- LISTED ENTRIES
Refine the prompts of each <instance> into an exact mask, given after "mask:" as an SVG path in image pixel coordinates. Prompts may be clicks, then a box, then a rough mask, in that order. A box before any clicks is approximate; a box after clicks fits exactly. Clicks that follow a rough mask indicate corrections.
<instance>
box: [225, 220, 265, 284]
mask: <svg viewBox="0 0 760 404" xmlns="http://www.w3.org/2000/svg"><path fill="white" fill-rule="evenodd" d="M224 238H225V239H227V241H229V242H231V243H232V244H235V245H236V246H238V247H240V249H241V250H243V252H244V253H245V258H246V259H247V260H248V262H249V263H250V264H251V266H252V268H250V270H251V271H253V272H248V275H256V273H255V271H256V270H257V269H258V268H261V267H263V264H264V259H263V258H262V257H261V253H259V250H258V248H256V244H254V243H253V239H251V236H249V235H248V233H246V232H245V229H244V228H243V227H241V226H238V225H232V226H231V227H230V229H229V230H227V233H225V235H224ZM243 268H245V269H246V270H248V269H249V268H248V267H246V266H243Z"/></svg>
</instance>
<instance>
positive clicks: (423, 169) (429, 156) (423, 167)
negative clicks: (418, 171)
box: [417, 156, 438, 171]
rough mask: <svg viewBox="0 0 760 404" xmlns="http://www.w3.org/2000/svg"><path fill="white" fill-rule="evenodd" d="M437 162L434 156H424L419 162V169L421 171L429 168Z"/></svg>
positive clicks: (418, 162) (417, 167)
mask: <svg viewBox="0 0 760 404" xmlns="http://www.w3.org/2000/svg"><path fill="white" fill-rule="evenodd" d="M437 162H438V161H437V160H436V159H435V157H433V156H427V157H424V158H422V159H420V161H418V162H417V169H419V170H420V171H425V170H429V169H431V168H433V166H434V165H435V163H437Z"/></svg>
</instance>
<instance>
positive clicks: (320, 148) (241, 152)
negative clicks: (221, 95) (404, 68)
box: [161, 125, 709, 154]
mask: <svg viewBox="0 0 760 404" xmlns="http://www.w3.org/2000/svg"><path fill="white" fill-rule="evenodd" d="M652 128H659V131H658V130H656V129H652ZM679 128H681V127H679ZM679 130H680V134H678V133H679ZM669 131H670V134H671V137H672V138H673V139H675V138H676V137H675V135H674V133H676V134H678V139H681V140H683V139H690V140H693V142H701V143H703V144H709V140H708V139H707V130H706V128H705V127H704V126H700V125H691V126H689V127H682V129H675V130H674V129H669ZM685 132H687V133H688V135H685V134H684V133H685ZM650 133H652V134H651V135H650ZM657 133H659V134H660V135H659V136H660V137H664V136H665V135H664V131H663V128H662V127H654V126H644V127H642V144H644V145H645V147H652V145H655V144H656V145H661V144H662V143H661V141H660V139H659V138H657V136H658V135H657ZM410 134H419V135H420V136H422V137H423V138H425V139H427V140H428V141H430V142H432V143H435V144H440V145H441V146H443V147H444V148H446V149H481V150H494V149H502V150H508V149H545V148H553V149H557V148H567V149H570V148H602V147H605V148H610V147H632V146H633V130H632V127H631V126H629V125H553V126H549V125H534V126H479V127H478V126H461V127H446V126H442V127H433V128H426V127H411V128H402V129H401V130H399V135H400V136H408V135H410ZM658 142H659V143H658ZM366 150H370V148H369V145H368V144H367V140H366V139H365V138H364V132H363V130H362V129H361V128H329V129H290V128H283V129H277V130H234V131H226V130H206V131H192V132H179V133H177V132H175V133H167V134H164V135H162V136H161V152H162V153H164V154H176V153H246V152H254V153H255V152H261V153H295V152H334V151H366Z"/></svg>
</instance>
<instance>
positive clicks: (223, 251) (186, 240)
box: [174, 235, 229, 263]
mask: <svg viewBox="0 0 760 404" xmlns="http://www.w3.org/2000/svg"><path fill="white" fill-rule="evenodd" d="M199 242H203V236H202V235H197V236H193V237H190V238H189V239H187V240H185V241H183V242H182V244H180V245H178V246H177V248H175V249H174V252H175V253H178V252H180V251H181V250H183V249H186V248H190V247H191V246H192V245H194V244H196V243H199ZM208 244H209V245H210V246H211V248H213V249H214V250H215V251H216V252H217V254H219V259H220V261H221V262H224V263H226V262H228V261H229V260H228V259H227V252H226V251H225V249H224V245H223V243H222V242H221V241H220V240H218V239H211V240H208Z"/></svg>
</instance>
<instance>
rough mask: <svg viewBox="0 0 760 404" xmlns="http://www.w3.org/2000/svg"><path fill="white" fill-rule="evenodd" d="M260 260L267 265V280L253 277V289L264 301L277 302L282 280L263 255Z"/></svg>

- WORK ITEM
Search the records for the string "negative", and copy every line that holds it.

- RESULT OF THE TASK
negative clicks: (418, 171)
negative clicks: (221, 95) (404, 68)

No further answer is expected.